======== VORLIEGENDER TEXT

21. März 2025, 7:44 Uhr | Lesezeit: 5 Minuten
Der bei Touristen überaus beliebte Reynisfjara-Strand im Süden von Island hat ein Ampelsystem. Nicht allerdings, um Verkehr zu regeln, sondern um vor einer tödlichen Gefahr zu warnen, die hier vom Atlantik ausgeht. Denn immer wieder gehen Menschen zu nahe an das Wasser, und werden dann von heimtückischen Killer-Wellen hineingezogen. Eine Rettung ist in einem solchen Fall nahezu aussichtslos, daher sollen die Ampeln jetzt für mehr Sicherheit sorgen.
Unter den zahllosen Naturwundern in Island ist der Reynisfjara-Strand wohl eines der bei Touristen beliebtesten. Sein schwarzer Vulkansand und seine dramatische Küstenlinie machen ihn zu einem spektakulären Fotomotiv und einem Ort, an dem man die Macht der Elemente in all ihrer Gewalt erleben kann. Doch so schön der Strand ist, so tödlich ist er auch. Denn immer wieder kommt es hier zu Unfällen, bei denen Besucher von scheinbar plötzlich auftauchenden Wellen in das eiskalte Wasser des Atlantik gerissen werden. In einem solchen Fall gibt es meist keine Rettung. Daher hatte das isländische Tourismusbord im Jahr 2022 eine ungewöhnliche Idee: ein Ampelsystem als Frühwarnung.

================
======== GEGEBENE DATEN

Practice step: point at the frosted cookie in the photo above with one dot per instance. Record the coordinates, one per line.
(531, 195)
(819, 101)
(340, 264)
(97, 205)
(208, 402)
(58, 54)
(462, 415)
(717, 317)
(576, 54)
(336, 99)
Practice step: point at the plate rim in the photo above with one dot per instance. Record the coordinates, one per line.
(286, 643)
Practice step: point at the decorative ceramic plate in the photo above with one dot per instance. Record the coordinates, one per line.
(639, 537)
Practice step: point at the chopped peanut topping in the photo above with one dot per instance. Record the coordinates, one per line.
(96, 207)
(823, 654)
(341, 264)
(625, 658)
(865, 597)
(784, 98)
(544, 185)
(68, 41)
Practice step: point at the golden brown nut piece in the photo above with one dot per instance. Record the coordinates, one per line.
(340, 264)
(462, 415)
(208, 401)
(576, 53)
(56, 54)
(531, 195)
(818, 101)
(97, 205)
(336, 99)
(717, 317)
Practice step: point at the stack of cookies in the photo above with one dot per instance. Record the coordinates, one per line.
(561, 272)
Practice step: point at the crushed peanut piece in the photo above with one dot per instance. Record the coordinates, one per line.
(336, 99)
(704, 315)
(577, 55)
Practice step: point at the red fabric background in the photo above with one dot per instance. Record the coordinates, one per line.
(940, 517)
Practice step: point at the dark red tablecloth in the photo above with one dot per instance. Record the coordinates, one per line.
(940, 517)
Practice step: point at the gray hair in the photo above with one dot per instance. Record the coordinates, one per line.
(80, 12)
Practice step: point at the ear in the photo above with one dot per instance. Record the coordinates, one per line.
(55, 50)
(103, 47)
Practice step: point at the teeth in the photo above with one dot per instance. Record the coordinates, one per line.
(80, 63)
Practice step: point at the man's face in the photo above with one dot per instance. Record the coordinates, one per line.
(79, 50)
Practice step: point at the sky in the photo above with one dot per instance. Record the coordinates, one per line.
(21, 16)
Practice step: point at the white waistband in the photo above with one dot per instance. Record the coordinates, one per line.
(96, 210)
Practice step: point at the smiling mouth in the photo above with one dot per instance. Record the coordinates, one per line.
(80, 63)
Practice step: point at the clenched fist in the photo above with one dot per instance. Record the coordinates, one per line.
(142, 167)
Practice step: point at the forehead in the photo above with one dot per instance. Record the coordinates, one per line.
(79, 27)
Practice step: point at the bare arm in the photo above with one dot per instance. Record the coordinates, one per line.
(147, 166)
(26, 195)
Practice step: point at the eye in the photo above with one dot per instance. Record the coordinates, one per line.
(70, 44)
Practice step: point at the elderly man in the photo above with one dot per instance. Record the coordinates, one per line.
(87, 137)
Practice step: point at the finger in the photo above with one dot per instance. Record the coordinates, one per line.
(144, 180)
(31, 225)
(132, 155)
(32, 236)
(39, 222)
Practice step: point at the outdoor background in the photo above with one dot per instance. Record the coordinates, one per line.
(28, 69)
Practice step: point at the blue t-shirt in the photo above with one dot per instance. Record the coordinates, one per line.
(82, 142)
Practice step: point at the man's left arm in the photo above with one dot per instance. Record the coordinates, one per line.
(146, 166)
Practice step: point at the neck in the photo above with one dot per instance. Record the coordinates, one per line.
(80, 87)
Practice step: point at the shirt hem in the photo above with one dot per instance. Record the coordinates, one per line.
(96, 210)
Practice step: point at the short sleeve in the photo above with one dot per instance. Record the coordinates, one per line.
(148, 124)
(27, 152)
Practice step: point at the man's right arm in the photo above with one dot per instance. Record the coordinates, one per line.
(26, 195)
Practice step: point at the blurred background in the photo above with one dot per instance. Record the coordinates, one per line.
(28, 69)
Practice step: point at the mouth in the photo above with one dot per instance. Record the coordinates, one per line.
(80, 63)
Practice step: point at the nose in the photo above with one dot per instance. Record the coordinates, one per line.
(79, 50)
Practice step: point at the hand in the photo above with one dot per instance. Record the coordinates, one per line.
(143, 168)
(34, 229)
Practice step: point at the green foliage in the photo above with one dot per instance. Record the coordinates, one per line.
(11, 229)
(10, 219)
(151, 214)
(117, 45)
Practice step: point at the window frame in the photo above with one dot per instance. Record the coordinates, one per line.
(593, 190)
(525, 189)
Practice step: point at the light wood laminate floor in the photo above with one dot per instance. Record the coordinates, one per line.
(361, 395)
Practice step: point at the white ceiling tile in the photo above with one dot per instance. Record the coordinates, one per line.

================

→ **AUFGABENSTELLUNG A**:
Fasse den Text über den Reynisfjara-Strand in zwei Sätzen zusammen.
→ **AUFGABENSTELLUNG B**:
In welchem Jahr kam das isländische Tourismusbord laut dem Text über den Reynisfjara-Strand auf die Idee eines Ampelsystems?

→ **ENDERGEBNIS A**:
Der bei Touristen sehr beliebte Reynisfjara-Strand im Süden Islands ist mit seinem schwarzen Vulkansand und seiner dramatischen Küstenlinie ein spektakuläres Fotomotiv, zugleich aber tödlich, weil Besucher immer wieder von scheinbar plötzlich auftauchenden Wellen in das eiskalte Wasser des Atlantiks gerissen werden und eine Rettung dann nahezu aussichtslos ist. Deshalb soll ein Ampelsystem, das sich das isländische Tourismusbord im Jahr 2022 als Frühwarnung ausgedacht hat, für mehr Sicherheit sorgen.

→ **ENDERGEBNIS B**:
Im Jahr 2022.